Celiac disease (CD) is triggered by eating types of protein fractions called gluten. Gluten is in wheat, barley, rye and possibly oats, though this is subject to debate.
Celiac disease is also known as celiac sprue, nontropical sprue and gluten-sensitive enteropathy.
An autoimmune response damages the small intestine. Villi, or tiny finger-like protrusions lining the small intestine, are damaged or destroyed.
The villi's primary role is to aid in the absorption of nutrients. Once they don't work, no matter how much or how well the individual eats, malnutrition can result.
About 1 percent of the population may have celiac disease. CD is thought to be underdiagnosed.
People can have CD and not know it. They may show no symptoms.
They may have classic symptomatic celiac involving diarrhea, failure to thrive, malnutrition and weight loss. They may have non-traditional CD, which involves depression and osteoporosis.
The potential for celiac disease is inherited, though it doesn't necessarily appear in childhood. An asymptomatic past doesn't eliminate the possibility of CD emerging later.

• [Questions on the material]
A. Answer these questions using the passage on celiac disease:
(i) Which grains does the passage say contain gluten?
(ii) What is the primary role of the villi?
(iii) About what percentage of the population may have celiac disease?
B. Continue the passage on celiac disease from its final sentence.

• [Data for analysis]
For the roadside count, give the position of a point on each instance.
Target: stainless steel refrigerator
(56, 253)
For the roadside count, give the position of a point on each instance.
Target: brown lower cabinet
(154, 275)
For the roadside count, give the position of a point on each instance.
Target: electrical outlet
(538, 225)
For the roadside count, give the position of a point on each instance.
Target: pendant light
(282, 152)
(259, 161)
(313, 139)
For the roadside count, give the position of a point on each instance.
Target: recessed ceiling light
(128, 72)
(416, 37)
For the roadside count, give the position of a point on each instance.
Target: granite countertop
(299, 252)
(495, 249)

---

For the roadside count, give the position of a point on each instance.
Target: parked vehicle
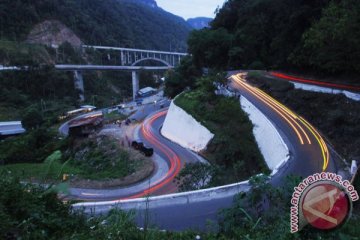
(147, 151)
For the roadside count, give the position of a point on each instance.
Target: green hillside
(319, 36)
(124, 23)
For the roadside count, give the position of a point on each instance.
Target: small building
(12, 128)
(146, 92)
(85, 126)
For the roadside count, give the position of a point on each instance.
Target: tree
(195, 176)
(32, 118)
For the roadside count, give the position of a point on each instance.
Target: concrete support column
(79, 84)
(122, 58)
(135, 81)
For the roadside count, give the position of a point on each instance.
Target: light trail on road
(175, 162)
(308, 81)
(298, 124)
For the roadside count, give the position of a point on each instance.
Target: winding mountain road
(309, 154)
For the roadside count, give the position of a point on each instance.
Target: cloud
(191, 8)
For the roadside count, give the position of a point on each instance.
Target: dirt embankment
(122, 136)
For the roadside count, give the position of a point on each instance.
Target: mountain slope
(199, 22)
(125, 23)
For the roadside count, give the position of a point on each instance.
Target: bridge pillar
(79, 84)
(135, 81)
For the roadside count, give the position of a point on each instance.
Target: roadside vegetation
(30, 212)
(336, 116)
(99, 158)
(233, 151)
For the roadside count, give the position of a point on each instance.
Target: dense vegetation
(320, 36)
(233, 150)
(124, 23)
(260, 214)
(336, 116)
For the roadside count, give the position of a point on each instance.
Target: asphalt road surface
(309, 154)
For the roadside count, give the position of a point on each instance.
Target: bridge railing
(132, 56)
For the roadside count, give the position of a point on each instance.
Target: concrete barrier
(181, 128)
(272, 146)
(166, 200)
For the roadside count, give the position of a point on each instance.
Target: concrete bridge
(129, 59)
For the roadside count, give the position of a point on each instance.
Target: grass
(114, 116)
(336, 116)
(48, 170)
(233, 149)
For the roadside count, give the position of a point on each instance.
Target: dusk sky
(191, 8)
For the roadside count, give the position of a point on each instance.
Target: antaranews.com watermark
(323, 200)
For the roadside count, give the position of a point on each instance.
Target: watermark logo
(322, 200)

• [Expected results]
A.
(i) Wheat, barley and rye, and possibly oats, though that is subject to debate.
(ii) To aid in the absorption of nutrients.
(iii) About 1 percent.

B.
Blood tests and intestinal biopsy are useful in detecting CD.
Celiac disease can be activated by a stressor like childbirth, pregnancy, surgery or viral infection. Some symptoms of celiac disease are abdominal bloating and pain, chronic diarrhea, constipation, vomiting or weight loss.
In children, celiac disease can cause failure to thrive, delayed growth, delayed puberty and dental problems.
Adults with celiac disease may experience anxiety, arthritis, bone loss or osteoporosis, bone or joint pain, canker sores, depression and fatigue. They may have tingling or numbness in hands or feet, menstrual disorders, infertility or miscarriage, skin rash called dermatitis herpetiformis, or seizures.
Autoimmune disorders like autoimmune liver disease, thyroid disease, Addison's disease and type-1 diabetes may indicate CD. Chronic celiac disease can cause liver disease and cancer of the intestine.